(Data records Opens)
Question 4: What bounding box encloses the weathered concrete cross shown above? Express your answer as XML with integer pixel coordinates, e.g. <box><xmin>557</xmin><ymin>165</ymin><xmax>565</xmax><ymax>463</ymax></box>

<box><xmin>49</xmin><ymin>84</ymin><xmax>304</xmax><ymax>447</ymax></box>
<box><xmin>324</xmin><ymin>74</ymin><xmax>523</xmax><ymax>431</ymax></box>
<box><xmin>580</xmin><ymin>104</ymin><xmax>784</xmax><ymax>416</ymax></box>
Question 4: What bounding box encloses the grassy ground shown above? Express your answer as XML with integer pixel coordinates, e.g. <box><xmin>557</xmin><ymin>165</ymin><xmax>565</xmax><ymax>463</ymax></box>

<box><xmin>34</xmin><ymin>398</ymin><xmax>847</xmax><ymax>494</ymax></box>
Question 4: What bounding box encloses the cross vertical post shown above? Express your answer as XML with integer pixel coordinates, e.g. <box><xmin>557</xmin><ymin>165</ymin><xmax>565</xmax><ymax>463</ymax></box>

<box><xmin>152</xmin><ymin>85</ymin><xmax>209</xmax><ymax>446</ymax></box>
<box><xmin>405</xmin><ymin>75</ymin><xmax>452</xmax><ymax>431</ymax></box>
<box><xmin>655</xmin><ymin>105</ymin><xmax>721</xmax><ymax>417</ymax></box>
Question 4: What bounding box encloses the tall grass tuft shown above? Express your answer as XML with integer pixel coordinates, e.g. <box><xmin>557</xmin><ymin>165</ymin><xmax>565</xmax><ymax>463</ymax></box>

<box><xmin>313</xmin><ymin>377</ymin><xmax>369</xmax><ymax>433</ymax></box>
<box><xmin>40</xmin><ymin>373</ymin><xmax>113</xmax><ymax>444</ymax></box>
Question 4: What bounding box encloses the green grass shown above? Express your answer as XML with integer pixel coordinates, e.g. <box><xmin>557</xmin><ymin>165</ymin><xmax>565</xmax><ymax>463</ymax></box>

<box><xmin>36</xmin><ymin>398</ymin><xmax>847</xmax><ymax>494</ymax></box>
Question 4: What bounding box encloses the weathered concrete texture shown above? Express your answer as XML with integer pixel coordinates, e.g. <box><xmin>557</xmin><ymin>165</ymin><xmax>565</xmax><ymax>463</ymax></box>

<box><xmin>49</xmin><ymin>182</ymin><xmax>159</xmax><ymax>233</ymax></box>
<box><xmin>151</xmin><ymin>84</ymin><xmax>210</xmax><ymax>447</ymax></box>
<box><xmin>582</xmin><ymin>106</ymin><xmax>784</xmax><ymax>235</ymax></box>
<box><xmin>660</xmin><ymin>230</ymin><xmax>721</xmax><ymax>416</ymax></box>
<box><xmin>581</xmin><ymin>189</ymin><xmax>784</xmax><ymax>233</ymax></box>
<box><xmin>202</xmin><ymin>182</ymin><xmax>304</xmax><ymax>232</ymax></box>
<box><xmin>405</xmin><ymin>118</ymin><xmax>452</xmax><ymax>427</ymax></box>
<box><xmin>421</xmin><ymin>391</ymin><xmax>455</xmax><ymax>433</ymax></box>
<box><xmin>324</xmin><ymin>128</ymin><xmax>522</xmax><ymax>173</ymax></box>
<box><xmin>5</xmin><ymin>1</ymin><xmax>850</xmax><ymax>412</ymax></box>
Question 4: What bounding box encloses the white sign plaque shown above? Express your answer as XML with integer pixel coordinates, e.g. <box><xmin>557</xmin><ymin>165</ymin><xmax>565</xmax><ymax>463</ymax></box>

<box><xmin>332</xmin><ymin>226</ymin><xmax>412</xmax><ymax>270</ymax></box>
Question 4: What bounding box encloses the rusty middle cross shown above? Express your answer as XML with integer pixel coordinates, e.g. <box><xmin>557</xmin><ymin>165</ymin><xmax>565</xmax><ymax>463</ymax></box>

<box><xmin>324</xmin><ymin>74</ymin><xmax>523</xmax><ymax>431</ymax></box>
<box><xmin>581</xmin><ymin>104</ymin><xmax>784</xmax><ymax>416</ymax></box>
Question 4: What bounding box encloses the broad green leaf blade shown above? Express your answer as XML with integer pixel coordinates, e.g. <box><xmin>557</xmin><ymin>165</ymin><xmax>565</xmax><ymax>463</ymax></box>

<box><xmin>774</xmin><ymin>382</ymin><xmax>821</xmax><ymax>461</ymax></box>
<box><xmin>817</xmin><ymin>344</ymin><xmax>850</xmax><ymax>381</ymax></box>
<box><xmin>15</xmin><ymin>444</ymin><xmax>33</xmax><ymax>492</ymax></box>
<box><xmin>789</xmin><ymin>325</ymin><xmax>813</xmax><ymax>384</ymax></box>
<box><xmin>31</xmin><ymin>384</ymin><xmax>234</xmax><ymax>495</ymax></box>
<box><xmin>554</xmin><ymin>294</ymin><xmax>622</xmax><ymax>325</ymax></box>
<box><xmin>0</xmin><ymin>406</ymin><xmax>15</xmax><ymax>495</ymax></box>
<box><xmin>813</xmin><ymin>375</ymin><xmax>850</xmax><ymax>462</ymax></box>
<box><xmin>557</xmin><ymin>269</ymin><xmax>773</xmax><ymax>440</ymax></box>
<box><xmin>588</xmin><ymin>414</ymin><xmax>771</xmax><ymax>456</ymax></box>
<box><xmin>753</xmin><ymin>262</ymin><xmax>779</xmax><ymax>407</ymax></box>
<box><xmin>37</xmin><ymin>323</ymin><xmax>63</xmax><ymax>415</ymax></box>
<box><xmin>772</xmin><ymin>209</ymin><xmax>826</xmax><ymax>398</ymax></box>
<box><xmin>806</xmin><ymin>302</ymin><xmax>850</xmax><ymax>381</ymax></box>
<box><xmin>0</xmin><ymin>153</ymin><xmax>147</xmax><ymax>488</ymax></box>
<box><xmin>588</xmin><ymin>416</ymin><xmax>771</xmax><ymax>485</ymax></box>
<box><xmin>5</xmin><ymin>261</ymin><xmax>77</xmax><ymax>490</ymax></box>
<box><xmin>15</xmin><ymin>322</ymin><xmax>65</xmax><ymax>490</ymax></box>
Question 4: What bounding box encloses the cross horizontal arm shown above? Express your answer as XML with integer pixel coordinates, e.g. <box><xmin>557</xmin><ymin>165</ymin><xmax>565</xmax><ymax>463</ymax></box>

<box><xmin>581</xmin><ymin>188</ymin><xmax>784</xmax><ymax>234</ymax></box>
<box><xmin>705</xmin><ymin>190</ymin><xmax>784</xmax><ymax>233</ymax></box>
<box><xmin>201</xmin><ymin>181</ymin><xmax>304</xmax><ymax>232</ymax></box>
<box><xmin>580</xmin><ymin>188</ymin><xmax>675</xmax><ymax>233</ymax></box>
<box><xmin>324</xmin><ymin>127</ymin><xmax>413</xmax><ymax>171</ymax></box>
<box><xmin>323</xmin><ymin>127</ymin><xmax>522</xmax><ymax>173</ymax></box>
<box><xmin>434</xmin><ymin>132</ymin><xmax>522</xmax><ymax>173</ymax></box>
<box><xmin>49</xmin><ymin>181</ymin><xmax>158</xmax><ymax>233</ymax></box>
(Data records Closes)
* **Exercise brief**: All of the data above must be repeated exactly.

* **Expected answer**:
Question 4: What bounding box encloses the weathered concrete cross shown above? Express your answer as XML with integer pixel coordinates, e.g. <box><xmin>557</xmin><ymin>165</ymin><xmax>565</xmax><ymax>463</ymax></box>

<box><xmin>49</xmin><ymin>84</ymin><xmax>304</xmax><ymax>447</ymax></box>
<box><xmin>324</xmin><ymin>74</ymin><xmax>523</xmax><ymax>431</ymax></box>
<box><xmin>580</xmin><ymin>104</ymin><xmax>784</xmax><ymax>416</ymax></box>
Question 4: What bounding box encloses the grassy ground shown above? Express your answer as XML with integer pixel coordinates, e.g. <box><xmin>557</xmin><ymin>165</ymin><xmax>565</xmax><ymax>463</ymax></box>

<box><xmin>34</xmin><ymin>398</ymin><xmax>847</xmax><ymax>494</ymax></box>
Question 4: What bounding box encloses the cross vertical post shown above? Express your answer as XML with integer pixel coordinates, e.g. <box><xmin>557</xmin><ymin>165</ymin><xmax>565</xmax><ymax>463</ymax></box>

<box><xmin>152</xmin><ymin>85</ymin><xmax>209</xmax><ymax>446</ymax></box>
<box><xmin>405</xmin><ymin>75</ymin><xmax>452</xmax><ymax>431</ymax></box>
<box><xmin>655</xmin><ymin>105</ymin><xmax>721</xmax><ymax>417</ymax></box>
Question 4: What bounding box encloses the tall grass tuft shown above? Express your answer as XML with integer pixel coordinates, e.g. <box><xmin>557</xmin><ymin>165</ymin><xmax>565</xmax><ymax>463</ymax></box>

<box><xmin>313</xmin><ymin>377</ymin><xmax>369</xmax><ymax>433</ymax></box>
<box><xmin>40</xmin><ymin>373</ymin><xmax>113</xmax><ymax>444</ymax></box>
Question 4: What bounding box encloses the green grass shown above? Express your answer as XML with integer pixel coordinates, e.g. <box><xmin>557</xmin><ymin>165</ymin><xmax>565</xmax><ymax>463</ymax></box>

<box><xmin>36</xmin><ymin>398</ymin><xmax>847</xmax><ymax>494</ymax></box>
Question 4: What bounding box encloses the weathered concrete texture shown above? Express your answer as XML with integer pixel coordinates, e.g. <box><xmin>557</xmin><ymin>165</ymin><xmax>565</xmax><ymax>463</ymax></box>

<box><xmin>49</xmin><ymin>182</ymin><xmax>159</xmax><ymax>233</ymax></box>
<box><xmin>151</xmin><ymin>84</ymin><xmax>210</xmax><ymax>447</ymax></box>
<box><xmin>582</xmin><ymin>106</ymin><xmax>784</xmax><ymax>235</ymax></box>
<box><xmin>660</xmin><ymin>230</ymin><xmax>721</xmax><ymax>416</ymax></box>
<box><xmin>581</xmin><ymin>189</ymin><xmax>784</xmax><ymax>233</ymax></box>
<box><xmin>202</xmin><ymin>182</ymin><xmax>304</xmax><ymax>232</ymax></box>
<box><xmin>405</xmin><ymin>118</ymin><xmax>452</xmax><ymax>427</ymax></box>
<box><xmin>421</xmin><ymin>391</ymin><xmax>455</xmax><ymax>433</ymax></box>
<box><xmin>324</xmin><ymin>128</ymin><xmax>522</xmax><ymax>173</ymax></box>
<box><xmin>5</xmin><ymin>1</ymin><xmax>850</xmax><ymax>412</ymax></box>
Question 4: What bounding box encloses the white sign plaque shown above? Express your answer as XML with integer pixel coordinates, e.g. <box><xmin>557</xmin><ymin>165</ymin><xmax>565</xmax><ymax>463</ymax></box>

<box><xmin>332</xmin><ymin>226</ymin><xmax>412</xmax><ymax>270</ymax></box>
Question 4: What bounding box encloses the rusty middle cross shown above? Express your answer as XML with integer pixel coordinates, e.g. <box><xmin>557</xmin><ymin>165</ymin><xmax>565</xmax><ymax>463</ymax></box>

<box><xmin>324</xmin><ymin>74</ymin><xmax>523</xmax><ymax>431</ymax></box>
<box><xmin>581</xmin><ymin>104</ymin><xmax>784</xmax><ymax>416</ymax></box>
Question 4: What bounding box encloses the broad green leaf blade shown above? Express your answer as XML with integer pixel coordinates, e.g. <box><xmin>557</xmin><ymin>165</ymin><xmax>565</xmax><ymax>463</ymax></box>

<box><xmin>774</xmin><ymin>382</ymin><xmax>821</xmax><ymax>461</ymax></box>
<box><xmin>817</xmin><ymin>344</ymin><xmax>850</xmax><ymax>381</ymax></box>
<box><xmin>15</xmin><ymin>444</ymin><xmax>33</xmax><ymax>492</ymax></box>
<box><xmin>789</xmin><ymin>325</ymin><xmax>813</xmax><ymax>384</ymax></box>
<box><xmin>31</xmin><ymin>384</ymin><xmax>234</xmax><ymax>495</ymax></box>
<box><xmin>554</xmin><ymin>294</ymin><xmax>622</xmax><ymax>325</ymax></box>
<box><xmin>0</xmin><ymin>406</ymin><xmax>15</xmax><ymax>495</ymax></box>
<box><xmin>813</xmin><ymin>375</ymin><xmax>850</xmax><ymax>462</ymax></box>
<box><xmin>557</xmin><ymin>269</ymin><xmax>773</xmax><ymax>440</ymax></box>
<box><xmin>588</xmin><ymin>414</ymin><xmax>771</xmax><ymax>456</ymax></box>
<box><xmin>753</xmin><ymin>262</ymin><xmax>779</xmax><ymax>407</ymax></box>
<box><xmin>37</xmin><ymin>323</ymin><xmax>63</xmax><ymax>415</ymax></box>
<box><xmin>772</xmin><ymin>209</ymin><xmax>826</xmax><ymax>398</ymax></box>
<box><xmin>806</xmin><ymin>302</ymin><xmax>850</xmax><ymax>381</ymax></box>
<box><xmin>0</xmin><ymin>153</ymin><xmax>147</xmax><ymax>488</ymax></box>
<box><xmin>588</xmin><ymin>416</ymin><xmax>771</xmax><ymax>485</ymax></box>
<box><xmin>5</xmin><ymin>261</ymin><xmax>77</xmax><ymax>490</ymax></box>
<box><xmin>15</xmin><ymin>322</ymin><xmax>65</xmax><ymax>490</ymax></box>
Question 4: What bounding box encloses the cross horizontal arm shown above? Express your answer as XML with integer pixel coordinates, e.g. <box><xmin>557</xmin><ymin>165</ymin><xmax>565</xmax><ymax>463</ymax></box>

<box><xmin>581</xmin><ymin>188</ymin><xmax>784</xmax><ymax>234</ymax></box>
<box><xmin>705</xmin><ymin>190</ymin><xmax>784</xmax><ymax>233</ymax></box>
<box><xmin>201</xmin><ymin>181</ymin><xmax>304</xmax><ymax>232</ymax></box>
<box><xmin>580</xmin><ymin>188</ymin><xmax>675</xmax><ymax>233</ymax></box>
<box><xmin>324</xmin><ymin>127</ymin><xmax>413</xmax><ymax>171</ymax></box>
<box><xmin>323</xmin><ymin>127</ymin><xmax>522</xmax><ymax>173</ymax></box>
<box><xmin>434</xmin><ymin>132</ymin><xmax>522</xmax><ymax>173</ymax></box>
<box><xmin>49</xmin><ymin>181</ymin><xmax>158</xmax><ymax>233</ymax></box>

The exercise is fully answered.